> **Bacaan yang Diberikan**
•••••

Dari kedua defenisi diatas dapat penulis simpulkan bahwa ta’zir
adalah bentuk hukuman yang tidak
disebutkan ketentuan kadar hukumannya oleh Syara’ dan menjadi kekuasaan waliyyul
amri atau hakim. Sebagian ulama mengartikan ta’zir sebagai hukuman
yang berkaitan dengan pelanggaran hak Allah dan hak hamba yang tidak ditentukan
Al-qur’an dan hadits. Ta’zir berfungsi memberikan pengajaran kepada si
terhukum dan sekaligus mencegahnya untuk tidak mengulangi perbuatan serupa.
2.
Dasar di syariatkan ta’zir
a.
Hadits nabi yang diriwayatkan oleh Abi Burdah
عن ابى برد ة الأنصار ىرضى الله عنه
أنه سمع رسول الله صلى الله عليه وسلم يقول : لايجلد فوق عشرة ا سوا ط ألافى حد من
حد ود الله تعالى ( متفق عليه )

•••••

> **Tugas yang Dikerjakan**
a. Menurut bacaan tentang ta'zir, apa fungsi ta'zir?
b. Tulis ulang bagian bacaan tentang ta'zir antara "Dasar di syariatkan" dan "متفق عليه )", termasuk keduanya, dengan mengganti "diriwayatkan" menjadi "dituturkan".
c. Sambung bacaan tentang ta'zir mulai dari sesudah kalimat terakhirnya.

> **Entri yang Disediakan**
•••••

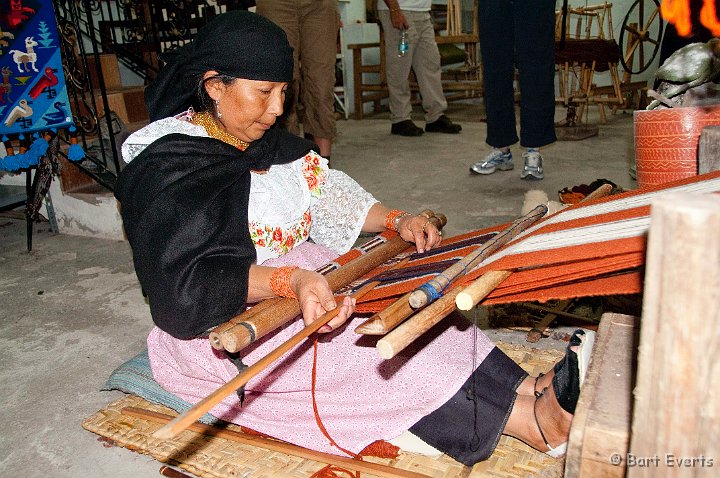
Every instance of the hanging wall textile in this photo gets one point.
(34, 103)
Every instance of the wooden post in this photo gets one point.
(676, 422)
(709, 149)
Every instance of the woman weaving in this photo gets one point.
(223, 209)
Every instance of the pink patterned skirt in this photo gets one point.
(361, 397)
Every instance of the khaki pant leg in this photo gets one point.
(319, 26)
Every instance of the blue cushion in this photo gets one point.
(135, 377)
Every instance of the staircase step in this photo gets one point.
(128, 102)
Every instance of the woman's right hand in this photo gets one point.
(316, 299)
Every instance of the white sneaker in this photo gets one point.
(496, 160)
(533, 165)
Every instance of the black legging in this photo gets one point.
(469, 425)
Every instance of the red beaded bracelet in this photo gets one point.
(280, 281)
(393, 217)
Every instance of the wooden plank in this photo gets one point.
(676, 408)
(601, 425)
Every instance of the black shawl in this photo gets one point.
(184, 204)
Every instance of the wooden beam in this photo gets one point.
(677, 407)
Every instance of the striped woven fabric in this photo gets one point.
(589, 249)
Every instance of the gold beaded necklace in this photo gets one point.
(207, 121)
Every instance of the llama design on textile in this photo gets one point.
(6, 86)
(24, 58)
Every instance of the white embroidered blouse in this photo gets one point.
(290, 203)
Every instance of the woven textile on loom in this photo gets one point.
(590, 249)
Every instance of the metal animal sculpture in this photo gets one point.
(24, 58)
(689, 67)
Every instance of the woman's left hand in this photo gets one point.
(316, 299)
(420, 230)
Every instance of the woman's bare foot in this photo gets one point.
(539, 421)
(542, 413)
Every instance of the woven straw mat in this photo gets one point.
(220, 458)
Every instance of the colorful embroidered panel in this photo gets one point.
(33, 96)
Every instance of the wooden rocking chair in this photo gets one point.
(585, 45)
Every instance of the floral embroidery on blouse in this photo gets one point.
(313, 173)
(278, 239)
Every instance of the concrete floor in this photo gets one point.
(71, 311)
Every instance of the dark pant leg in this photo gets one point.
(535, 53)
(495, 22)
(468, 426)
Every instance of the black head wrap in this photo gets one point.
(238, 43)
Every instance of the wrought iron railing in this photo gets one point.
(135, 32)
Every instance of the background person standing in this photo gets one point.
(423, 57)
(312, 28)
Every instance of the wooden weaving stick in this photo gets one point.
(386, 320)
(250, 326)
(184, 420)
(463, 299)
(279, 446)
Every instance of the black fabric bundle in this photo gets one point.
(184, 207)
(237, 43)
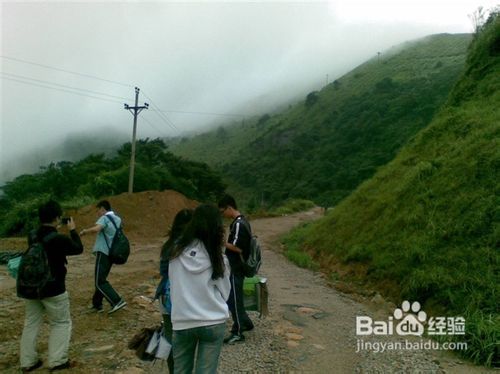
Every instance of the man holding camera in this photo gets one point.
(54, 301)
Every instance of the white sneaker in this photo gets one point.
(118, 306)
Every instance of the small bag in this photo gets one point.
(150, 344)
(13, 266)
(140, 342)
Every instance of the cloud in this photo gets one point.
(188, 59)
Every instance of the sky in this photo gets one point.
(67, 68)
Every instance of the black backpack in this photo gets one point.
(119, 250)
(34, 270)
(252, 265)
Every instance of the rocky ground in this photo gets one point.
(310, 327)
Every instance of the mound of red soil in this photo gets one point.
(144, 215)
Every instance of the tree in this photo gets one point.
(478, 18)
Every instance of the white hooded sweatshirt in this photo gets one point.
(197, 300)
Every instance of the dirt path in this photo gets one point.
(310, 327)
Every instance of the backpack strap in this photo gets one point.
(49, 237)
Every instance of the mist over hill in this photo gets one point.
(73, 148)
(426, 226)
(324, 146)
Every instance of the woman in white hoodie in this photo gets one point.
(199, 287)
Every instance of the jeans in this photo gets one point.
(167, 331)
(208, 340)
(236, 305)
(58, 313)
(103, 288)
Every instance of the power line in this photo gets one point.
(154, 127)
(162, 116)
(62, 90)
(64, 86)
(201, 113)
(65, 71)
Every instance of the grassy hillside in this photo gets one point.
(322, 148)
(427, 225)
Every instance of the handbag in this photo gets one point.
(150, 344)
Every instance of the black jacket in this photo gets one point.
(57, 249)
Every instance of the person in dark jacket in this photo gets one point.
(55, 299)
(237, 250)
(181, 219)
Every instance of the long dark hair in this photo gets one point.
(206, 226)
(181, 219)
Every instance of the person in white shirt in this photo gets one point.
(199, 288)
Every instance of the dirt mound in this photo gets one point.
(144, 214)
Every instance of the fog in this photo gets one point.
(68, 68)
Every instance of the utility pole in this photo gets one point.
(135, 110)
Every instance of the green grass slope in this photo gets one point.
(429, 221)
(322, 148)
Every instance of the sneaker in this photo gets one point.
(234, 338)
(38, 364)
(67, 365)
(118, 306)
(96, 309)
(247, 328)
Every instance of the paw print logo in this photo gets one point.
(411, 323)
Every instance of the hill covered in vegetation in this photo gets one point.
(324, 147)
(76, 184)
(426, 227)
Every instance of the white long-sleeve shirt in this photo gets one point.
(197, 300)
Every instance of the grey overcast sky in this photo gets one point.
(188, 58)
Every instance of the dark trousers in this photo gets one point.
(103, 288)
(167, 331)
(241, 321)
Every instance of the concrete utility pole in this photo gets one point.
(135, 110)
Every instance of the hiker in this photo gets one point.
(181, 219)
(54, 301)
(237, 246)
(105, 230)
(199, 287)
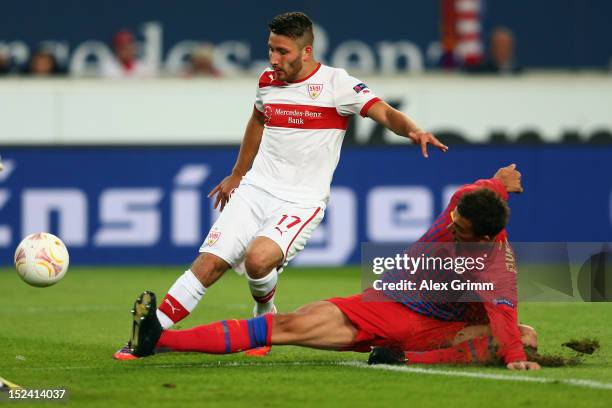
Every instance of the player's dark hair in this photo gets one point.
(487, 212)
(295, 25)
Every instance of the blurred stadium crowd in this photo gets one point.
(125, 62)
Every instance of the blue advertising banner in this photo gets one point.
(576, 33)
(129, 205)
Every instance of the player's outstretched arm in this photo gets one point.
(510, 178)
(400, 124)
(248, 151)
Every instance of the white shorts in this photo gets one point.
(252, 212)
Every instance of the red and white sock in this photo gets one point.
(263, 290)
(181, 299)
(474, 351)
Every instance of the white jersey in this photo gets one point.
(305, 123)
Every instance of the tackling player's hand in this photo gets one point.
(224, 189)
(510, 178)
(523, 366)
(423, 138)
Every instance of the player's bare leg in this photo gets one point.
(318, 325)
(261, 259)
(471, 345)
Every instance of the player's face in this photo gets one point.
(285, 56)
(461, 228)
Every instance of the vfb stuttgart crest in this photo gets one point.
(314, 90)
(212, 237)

•••••

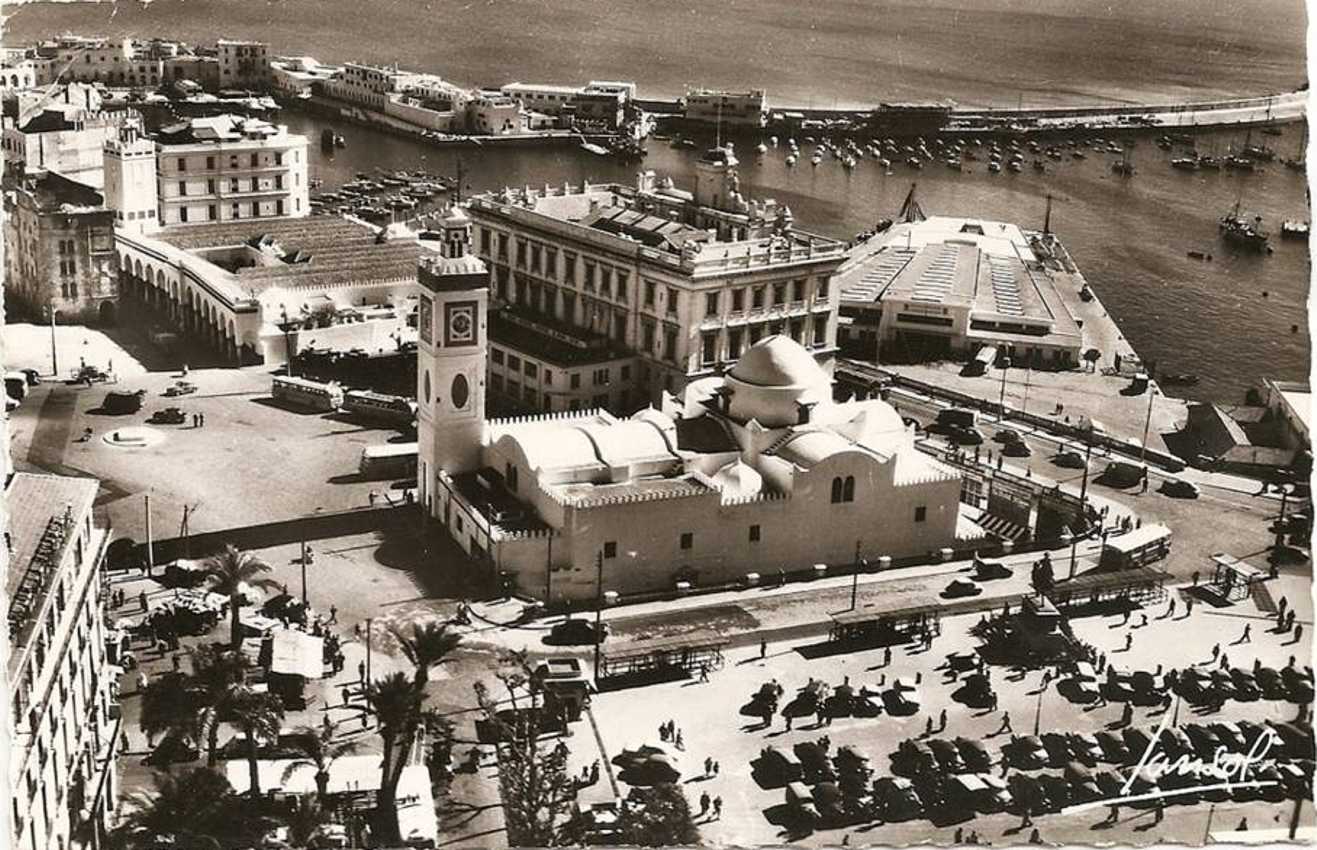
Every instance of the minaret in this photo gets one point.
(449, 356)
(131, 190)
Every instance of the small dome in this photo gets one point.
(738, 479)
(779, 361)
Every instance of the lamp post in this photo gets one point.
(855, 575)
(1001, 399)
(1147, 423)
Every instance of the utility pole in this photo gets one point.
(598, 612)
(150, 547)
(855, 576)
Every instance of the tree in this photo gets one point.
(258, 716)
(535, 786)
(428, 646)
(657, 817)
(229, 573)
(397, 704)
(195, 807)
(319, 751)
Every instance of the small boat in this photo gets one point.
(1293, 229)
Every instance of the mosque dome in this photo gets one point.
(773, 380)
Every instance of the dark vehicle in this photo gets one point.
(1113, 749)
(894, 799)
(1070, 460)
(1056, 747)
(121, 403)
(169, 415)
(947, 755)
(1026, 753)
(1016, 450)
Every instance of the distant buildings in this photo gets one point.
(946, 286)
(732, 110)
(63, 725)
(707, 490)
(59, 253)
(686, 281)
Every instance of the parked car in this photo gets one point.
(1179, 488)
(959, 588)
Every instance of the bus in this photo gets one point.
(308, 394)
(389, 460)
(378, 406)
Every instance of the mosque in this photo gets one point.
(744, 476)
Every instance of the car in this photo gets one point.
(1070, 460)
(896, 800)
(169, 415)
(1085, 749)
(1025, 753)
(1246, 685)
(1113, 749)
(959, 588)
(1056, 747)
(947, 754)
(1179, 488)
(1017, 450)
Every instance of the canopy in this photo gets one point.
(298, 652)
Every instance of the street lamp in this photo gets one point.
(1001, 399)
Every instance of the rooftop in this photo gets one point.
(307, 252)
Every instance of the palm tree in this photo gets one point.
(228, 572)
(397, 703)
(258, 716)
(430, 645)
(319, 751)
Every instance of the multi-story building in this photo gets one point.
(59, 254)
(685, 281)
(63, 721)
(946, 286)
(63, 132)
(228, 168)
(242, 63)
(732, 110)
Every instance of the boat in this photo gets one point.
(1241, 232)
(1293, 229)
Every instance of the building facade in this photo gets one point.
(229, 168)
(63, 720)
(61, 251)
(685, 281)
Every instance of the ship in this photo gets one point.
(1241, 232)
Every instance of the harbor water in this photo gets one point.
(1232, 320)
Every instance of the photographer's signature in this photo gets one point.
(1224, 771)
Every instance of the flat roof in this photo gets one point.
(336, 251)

•••••

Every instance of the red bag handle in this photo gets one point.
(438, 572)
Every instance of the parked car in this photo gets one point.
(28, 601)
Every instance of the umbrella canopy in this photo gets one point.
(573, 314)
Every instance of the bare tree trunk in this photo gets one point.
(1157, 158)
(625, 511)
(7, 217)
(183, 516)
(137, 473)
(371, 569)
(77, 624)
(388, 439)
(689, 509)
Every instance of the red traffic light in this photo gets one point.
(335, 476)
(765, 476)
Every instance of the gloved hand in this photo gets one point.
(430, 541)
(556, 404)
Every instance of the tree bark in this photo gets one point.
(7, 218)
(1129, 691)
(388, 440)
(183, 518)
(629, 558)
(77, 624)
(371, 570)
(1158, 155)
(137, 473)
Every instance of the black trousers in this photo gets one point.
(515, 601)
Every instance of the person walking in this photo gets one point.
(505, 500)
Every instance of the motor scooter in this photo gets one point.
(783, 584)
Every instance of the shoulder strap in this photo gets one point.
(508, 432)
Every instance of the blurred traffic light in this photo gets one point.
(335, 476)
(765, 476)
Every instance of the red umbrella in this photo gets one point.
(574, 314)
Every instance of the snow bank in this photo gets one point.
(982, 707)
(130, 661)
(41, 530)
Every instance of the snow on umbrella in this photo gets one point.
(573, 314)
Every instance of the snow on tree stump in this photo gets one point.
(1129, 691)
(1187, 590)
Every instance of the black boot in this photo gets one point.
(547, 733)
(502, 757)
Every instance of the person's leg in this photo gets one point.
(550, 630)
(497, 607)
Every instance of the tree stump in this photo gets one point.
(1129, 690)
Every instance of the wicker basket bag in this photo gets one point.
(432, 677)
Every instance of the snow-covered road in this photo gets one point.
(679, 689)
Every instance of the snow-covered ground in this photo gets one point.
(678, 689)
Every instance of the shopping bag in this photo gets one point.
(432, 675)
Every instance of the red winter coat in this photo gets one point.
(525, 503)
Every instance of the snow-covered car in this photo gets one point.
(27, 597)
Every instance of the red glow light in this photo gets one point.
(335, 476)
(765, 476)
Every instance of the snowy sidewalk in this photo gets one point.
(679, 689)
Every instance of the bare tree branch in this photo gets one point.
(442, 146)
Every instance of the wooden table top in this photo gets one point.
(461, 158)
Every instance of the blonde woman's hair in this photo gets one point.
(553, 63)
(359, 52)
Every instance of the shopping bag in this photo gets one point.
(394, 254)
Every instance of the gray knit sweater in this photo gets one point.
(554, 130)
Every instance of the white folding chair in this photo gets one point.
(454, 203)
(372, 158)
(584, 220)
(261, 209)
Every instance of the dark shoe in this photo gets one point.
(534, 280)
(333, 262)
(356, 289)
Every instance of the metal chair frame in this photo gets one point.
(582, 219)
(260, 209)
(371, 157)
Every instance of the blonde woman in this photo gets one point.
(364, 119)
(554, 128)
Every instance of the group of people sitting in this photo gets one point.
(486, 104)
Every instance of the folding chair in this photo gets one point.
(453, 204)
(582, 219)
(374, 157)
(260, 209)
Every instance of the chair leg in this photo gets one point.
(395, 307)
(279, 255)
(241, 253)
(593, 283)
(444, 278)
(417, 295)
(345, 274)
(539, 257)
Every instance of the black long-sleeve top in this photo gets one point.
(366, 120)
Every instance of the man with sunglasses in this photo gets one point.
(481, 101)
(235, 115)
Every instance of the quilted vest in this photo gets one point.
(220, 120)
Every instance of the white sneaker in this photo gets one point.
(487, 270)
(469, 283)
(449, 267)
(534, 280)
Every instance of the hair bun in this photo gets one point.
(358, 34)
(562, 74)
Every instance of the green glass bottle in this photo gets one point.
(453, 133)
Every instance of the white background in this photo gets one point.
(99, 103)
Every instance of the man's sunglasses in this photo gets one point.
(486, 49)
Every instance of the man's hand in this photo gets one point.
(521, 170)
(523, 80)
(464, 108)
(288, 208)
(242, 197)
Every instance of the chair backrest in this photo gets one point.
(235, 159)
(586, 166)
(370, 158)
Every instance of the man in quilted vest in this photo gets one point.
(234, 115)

•••••

> **Jawaban per Tugas**
a. Ta'zir berfungsi memberikan pengajaran kepada si terhukum dan sekaligus mencegahnya untuk tidak mengulangi perbuatan serupa.

b.
Dasar di syariatkan ta’zir
a.
Hadits nabi yang dituturkan oleh Abi Burdah
عن ابى برد ة الأنصار ىرضى الله عنه
أنه سمع رسول الله صلى الله عليه وسلم يقول : لايجلد فوق عشرة ا سوا ط ألافى حد من
حد ود الله تعالى ( متفق عليه )

c.
Dari
Abi Budah Al-Anshari ra. Bahwa ia mendengar rasulullah SAW bersabda: tidak
boleh dijilid diatas sepuluh cambuk kecuali didalam hukuman yang telah
ditentukan oleh Allah SWT ( Muttafaq ‘alaih).
Maksud dari hadits diatas menjelaskan tentang batas hukuman ta’zir
yang tidak boleh lebih dari sepuluh kali cambukan, untuk membedakan dengan jarimah
hudud. Menurut Al-Kahlani, para ulama sepakat bahwa yang termasuk jarimah
hudud adalah zina, pencurian, minum khamr, hirabah, qadzaf
dan murtad. Selain dari jarimah tersebut termasuk kepada jarimah
ta’zir, meskipun ada juga beberapa jarimah yang diperselisihkan oleh
ulama, seperti: liwath, lesbian, dan lain-lain.
b.
Hadits nabi yang diriwayatkan oleh Aisyah
وعن عءشة رضى الله عنها أن النبي صلى الله عليه
وسلم قال : أقيلوا ذوى الهيأت عشراتهم ألا الحدود ( رواه أحمد وأبو داود والنسا
ءى)
Dari
Aisah ra bahwa nabi SAW bersabda: ringankanlah hukuman bagi orang-orang yang tidak
pernah melakukan kejahatan atas perbuatan mereka, kecuali dalam jarimah-jarimah
hudud. (Diriwayatkan
oleh Ahmad, Abu Dawud, Nasa’i dan Baihaqi)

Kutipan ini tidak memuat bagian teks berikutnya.